Gather every line below that contains the word "Respond" and copy each one in full. Treat the match as case-sensitive.

# Material
■ ■ ■
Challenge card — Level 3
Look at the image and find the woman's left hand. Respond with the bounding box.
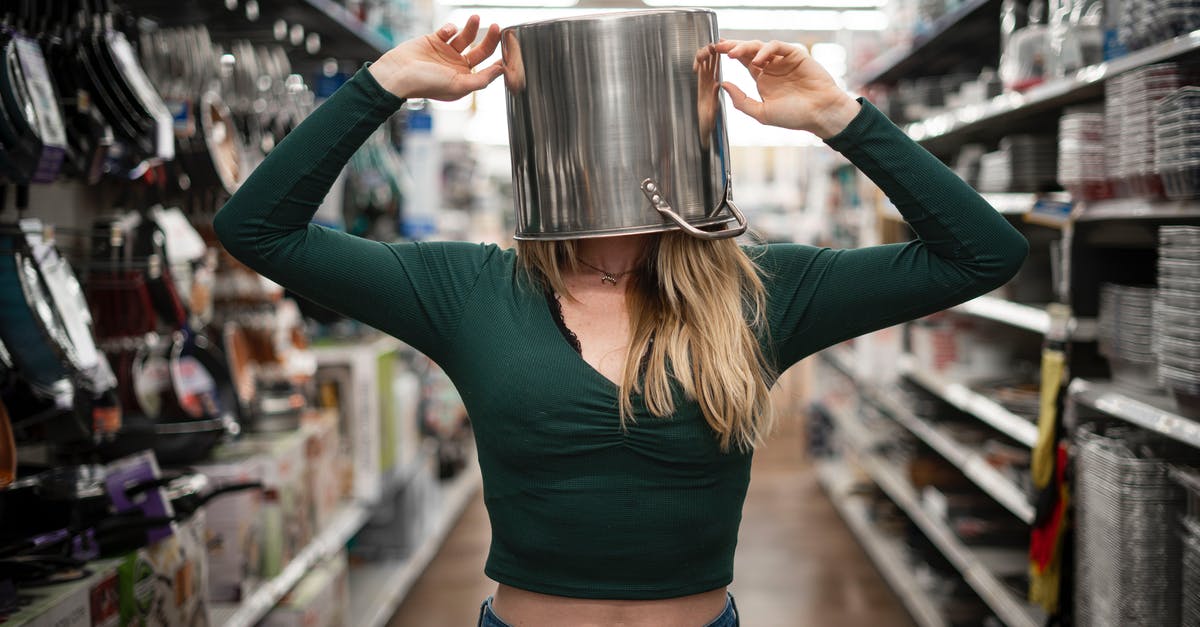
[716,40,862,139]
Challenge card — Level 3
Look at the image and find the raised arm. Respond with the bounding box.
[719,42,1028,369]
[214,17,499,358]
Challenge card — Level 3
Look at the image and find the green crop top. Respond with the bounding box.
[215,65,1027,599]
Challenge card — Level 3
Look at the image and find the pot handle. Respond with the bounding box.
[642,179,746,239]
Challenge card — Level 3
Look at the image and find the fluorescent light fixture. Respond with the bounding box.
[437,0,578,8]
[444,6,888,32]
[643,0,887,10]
■ ■ ■
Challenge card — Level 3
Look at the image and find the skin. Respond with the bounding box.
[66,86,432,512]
■ ■ ■
# Result of this exercise
Look at the image and find the woman's left hand. Respond with the bounding box.
Look at the image and find the raised arm. Respond with the bounding box.
Look at the image and find the green crop top. Respond with the bounding box.
Look at the image and find the pot handle. Respond with the bounding box.
Look at the image and find the fluorescent light fixture. Respond with the bounding box.
Look at the image and find the skin. Respond with the bounding box.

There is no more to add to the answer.